* BEGIN INFORMATION SHOWN *
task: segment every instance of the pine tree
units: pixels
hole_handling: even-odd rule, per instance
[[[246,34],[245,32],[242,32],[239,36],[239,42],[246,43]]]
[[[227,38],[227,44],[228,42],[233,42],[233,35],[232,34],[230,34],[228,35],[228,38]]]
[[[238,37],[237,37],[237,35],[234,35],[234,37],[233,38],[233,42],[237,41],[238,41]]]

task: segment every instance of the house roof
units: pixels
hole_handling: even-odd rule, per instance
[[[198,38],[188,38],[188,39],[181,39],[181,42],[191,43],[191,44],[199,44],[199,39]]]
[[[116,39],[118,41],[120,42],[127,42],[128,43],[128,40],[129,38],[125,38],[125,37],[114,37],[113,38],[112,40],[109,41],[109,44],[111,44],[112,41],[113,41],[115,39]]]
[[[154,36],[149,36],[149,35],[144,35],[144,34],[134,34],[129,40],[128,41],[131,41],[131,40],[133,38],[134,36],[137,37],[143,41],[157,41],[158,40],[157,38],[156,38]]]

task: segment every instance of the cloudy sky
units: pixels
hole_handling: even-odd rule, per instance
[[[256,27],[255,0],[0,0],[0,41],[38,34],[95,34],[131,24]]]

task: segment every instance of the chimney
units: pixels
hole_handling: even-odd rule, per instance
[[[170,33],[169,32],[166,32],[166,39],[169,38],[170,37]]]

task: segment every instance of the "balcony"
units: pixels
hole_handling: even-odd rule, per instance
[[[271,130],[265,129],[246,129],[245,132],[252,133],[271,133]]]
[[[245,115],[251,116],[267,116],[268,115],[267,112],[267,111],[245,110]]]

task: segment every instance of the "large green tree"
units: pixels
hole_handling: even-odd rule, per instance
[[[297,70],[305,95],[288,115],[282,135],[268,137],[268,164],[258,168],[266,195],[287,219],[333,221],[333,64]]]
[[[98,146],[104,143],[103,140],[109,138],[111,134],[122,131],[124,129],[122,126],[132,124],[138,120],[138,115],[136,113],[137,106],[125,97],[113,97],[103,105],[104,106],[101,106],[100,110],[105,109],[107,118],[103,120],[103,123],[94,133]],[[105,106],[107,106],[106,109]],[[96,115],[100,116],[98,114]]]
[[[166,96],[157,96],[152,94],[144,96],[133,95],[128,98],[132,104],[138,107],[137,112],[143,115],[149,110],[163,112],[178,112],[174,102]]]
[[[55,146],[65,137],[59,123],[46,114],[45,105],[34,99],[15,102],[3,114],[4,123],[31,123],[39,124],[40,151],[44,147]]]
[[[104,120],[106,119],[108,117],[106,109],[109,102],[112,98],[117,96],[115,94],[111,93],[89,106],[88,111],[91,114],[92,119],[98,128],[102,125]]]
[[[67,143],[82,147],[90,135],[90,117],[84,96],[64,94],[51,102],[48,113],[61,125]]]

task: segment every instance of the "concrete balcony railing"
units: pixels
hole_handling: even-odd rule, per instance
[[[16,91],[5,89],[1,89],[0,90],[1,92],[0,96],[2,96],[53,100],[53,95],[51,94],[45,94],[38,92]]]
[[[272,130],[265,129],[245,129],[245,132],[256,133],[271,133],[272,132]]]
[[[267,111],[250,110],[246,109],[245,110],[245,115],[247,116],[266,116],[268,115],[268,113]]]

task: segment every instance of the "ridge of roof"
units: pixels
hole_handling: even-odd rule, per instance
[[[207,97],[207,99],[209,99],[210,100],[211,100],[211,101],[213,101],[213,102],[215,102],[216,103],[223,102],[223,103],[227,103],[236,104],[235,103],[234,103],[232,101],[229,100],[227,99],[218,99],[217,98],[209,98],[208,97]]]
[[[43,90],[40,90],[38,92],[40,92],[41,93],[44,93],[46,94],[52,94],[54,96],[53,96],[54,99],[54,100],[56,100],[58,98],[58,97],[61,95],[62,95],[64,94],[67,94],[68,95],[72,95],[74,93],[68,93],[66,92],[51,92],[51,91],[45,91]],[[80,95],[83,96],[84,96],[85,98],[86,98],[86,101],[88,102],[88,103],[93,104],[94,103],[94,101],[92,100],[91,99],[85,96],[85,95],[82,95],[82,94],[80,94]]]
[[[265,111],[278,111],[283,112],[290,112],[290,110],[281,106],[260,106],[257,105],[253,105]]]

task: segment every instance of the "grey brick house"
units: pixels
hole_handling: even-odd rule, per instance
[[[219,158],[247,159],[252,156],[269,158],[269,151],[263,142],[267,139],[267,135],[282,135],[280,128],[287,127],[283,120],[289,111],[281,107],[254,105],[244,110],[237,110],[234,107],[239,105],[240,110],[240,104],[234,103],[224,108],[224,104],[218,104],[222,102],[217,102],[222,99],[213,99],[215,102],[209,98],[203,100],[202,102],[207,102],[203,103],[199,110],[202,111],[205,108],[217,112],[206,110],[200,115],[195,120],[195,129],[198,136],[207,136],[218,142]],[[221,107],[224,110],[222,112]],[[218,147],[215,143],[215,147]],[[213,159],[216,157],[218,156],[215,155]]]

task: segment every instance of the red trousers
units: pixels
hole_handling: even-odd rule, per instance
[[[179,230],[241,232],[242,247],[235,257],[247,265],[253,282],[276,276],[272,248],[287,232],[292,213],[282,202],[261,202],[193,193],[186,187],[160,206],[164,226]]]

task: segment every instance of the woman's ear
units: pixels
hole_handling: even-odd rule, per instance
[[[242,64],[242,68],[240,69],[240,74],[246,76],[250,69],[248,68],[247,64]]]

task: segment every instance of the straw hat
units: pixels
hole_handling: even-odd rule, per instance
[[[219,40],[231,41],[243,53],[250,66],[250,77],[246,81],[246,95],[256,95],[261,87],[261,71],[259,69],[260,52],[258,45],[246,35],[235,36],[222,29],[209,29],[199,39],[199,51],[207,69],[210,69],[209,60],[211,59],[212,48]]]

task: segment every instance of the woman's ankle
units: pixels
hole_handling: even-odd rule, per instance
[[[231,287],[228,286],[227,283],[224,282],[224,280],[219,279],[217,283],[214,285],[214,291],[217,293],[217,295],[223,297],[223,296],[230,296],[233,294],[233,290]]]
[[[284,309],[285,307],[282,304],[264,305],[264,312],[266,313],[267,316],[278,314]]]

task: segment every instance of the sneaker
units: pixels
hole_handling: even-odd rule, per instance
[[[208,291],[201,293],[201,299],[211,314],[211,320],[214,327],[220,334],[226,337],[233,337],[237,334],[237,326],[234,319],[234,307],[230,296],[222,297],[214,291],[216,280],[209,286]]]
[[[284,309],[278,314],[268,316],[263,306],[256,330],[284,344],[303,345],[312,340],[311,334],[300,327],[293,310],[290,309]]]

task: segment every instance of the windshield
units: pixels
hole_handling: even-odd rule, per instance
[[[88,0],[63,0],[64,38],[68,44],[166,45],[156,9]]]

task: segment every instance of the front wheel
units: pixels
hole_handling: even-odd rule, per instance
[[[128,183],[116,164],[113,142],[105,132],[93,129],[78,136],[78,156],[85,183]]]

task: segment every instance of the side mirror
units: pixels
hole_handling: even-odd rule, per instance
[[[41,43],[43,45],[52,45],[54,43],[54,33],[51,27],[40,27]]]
* END INFORMATION SHOWN *
(WHAT IS EXPECTED): Can you quote exactly the lines from the one containing "task: segment every instance of the red" through the last line of the records above, and nothing else?

(FINAL RESULT):
task: segment every instance of the red trousers
units: pixels
hole_handling: even-odd rule, per instance
[[[179,230],[241,232],[242,247],[235,257],[247,265],[253,282],[276,276],[272,248],[287,232],[292,213],[282,202],[261,202],[193,193],[186,187],[160,206],[164,226]]]

task: segment every instance of the woman's ear
units: pixels
hole_handling: even-odd rule, per instance
[[[242,64],[242,68],[240,69],[240,74],[246,76],[250,69],[248,68],[247,64]]]

task: segment every instance of the straw hat
units: pixels
hole_handling: even-odd rule, per instance
[[[219,40],[231,41],[243,53],[250,66],[250,77],[246,81],[246,95],[256,95],[261,87],[261,71],[259,69],[260,52],[258,45],[246,35],[235,36],[222,29],[209,29],[199,39],[199,51],[207,69],[210,69],[209,60],[211,59],[212,48]]]

task: segment every instance of the woman's ankle
units: pixels
hole_handling: even-odd rule, per instance
[[[231,287],[228,286],[227,283],[224,282],[224,280],[219,279],[217,283],[214,285],[214,291],[217,293],[217,295],[223,297],[223,296],[230,296],[233,294],[233,290]]]
[[[284,309],[285,307],[282,304],[264,305],[264,312],[266,313],[267,316],[278,314]]]

task: segment every instance of the sneaker
units: pixels
hole_handling: even-odd rule, per instance
[[[208,291],[201,293],[201,299],[211,314],[211,320],[214,327],[220,334],[226,337],[233,337],[237,334],[237,326],[234,319],[234,307],[230,296],[222,297],[214,291],[216,280],[209,286]]]
[[[284,309],[278,314],[268,316],[263,306],[256,330],[284,344],[303,345],[312,340],[311,334],[300,327],[293,310],[290,309]]]

task: segment every instance of the windshield
units: pixels
hole_handling: even-odd rule, per instance
[[[88,0],[63,0],[64,38],[68,44],[166,45],[156,9]]]

task: segment every instance of the front wheel
units: pixels
hole_handling: even-odd rule, per instance
[[[128,183],[116,164],[113,142],[105,132],[93,129],[78,136],[78,156],[85,183]]]

task: segment every instance of the side mirror
units: pixels
hole_handling: even-odd rule, per instance
[[[41,43],[43,45],[52,45],[54,43],[54,33],[51,27],[40,27]]]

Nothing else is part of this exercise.